**LISTE DES TÂCHES:**
a – Dites si chacune de ces affirmations est conforme à l'extrait, par oui ou par non, en citant mot pour mot les mots de l'extrait qui tranchent. (i) Le test utilisateur repose sur l'observation des utilisateurs quand ils se servent vraiment de l'outil. (ii) Le test utilisateur se limite à recueillir ce que les utilisateurs disent de l'application. (iii) Dans le monde des IHM, le prescrit correspond au modèle imaginé par les concepteurs.
b – Quel exemple d'interface l'extrait donne-t-il ?
c – Recopiez le passage de l'extrait qui s'ouvre sur les mots « Transposé au monde » et se ferme sur « l’outil soit adapté? ».

**EXTRAIT CHOISI:**
########
L’observation des situations de travail
L’observation des situations de travail est pour l’ergonome une étape clé qui va lui permettre de comprendre sur le terrain le travail effectif et prendre la mesure de l’écart entre le prescrit et le réel afin de pouvoir émettre un diagnostic et mettre en place des solutions d’amélioration concrète.
Transposé au monde de l’interface homme-machine (IHM), il s’agit d’établir s’il y a écart entre le modèle imaginé par les concepteurs (le prescrit) et celui effectif (réel) des utilisateurs cibles de l’interface donnée (par exemple une application web). L’application donne-t’elle satisfaction aux utilisateurs? Permet-elle de faciliter le travail ou au contraire son niveau d’utilisabilité est-il un frein à la réalisation efficace des tâches par l’utilisateur? Y a t’il des difficultés? Si oui, pourquoi et quelles sont-elles? Les utilisateurs doivent-ils contourner des éléments ou demander de l’aide? Quels sont leurs réels besoins et que faudrait-il mettre en place pour que l’outil soit adapté?
Le test utilisateur: méthode phare de l’ergonome
Une méthode phare qui découle de celles de l’ergonomie et qui va permettre de répondre à l’ensemble de ces questions est le test utilisateur. Cette approche se base sur l’observation des utilisateurs en situation d’interaction réelle avec l’outil. Ainsi, il n’est pas question uniquement de recueillir ce que peuvent dire les utilisateurs de l’application ou ce que peuvent imaginer les responsables de ce qu’est le travail effectif de leurs collaborateurs, mais également de voir et d’analyser ce que ceux-ci font réellement. Ceci permet d’établir s’il y a écart entre ce qui a été conçu (ou à concevoir) et les besoins réels de la cible, de comprendre pourquoi et ainsi de pouvoir adapter et améliorer l’IHM.
########
**DONNÉES SOURCES:**
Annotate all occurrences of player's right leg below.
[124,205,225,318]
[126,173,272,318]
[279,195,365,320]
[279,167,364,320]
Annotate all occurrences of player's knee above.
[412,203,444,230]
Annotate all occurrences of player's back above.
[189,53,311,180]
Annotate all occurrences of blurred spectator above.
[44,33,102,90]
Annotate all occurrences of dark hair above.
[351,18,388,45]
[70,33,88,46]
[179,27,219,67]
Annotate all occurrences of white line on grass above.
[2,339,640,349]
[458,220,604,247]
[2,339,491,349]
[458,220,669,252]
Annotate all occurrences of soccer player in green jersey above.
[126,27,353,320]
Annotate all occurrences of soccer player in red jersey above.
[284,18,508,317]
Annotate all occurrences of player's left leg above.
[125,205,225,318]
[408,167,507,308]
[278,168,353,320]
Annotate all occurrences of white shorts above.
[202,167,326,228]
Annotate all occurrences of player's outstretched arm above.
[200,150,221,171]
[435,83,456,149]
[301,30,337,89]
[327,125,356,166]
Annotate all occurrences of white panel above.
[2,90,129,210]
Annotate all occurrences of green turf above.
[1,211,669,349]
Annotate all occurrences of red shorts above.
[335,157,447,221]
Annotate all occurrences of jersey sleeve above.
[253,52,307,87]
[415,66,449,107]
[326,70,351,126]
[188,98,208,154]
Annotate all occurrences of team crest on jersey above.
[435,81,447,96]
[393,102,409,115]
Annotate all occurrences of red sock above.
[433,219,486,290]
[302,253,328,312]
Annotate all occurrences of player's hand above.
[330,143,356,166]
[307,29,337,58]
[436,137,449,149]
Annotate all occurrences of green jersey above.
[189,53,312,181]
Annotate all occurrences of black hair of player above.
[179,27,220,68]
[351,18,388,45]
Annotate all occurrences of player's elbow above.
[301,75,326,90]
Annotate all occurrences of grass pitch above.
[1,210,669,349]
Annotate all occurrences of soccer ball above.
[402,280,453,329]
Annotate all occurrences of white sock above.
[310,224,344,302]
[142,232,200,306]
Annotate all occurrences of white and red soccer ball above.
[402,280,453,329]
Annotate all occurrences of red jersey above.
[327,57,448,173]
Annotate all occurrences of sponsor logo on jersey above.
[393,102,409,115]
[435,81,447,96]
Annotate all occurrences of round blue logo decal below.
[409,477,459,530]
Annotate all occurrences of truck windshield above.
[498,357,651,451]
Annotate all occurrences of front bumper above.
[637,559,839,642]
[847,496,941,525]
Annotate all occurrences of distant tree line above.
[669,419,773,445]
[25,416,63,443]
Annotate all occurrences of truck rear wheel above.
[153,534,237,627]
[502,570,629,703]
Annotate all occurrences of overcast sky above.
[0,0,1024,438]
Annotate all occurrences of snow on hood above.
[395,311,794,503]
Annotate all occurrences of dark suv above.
########
**RÉPONSES À L'EXERCICE:**
a –
(i) Oui : « Cette approche se base sur l’observation des utilisateurs en situation d’interaction réelle avec l’outil. »
(ii) Non : « il n’est pas question uniquement de recueillir ce que peuvent dire les utilisateurs de l’application » et « mais également de voir et d’analyser ce que ceux-ci font réellement ».
(iii) Oui : « le modèle imaginé par les concepteurs (le prescrit) ».

b – Une application web.

c –
Transposé au monde de l’interface homme-machine (IHM), il s’agit d’établir s’il y a écart entre le modèle imaginé par les concepteurs (le prescrit) et celui effectif (réel) des utilisateurs cibles de l’interface donnée (par exemple une application web). L’application donne-t’elle satisfaction aux utilisateurs? Permet-elle de faciliter le travail ou au contraire son niveau d’utilisabilité est-il un frein à la réalisation efficace des tâches par l’utilisateur? Y a t’il des difficultés? Si oui, pourquoi et quelles sont-elles? Les utilisateurs doivent-ils contourner des éléments ou demander de l’aide? Quels sont leurs réels besoins et que faudrait-il mettre en place pour que l’outil soit adapté?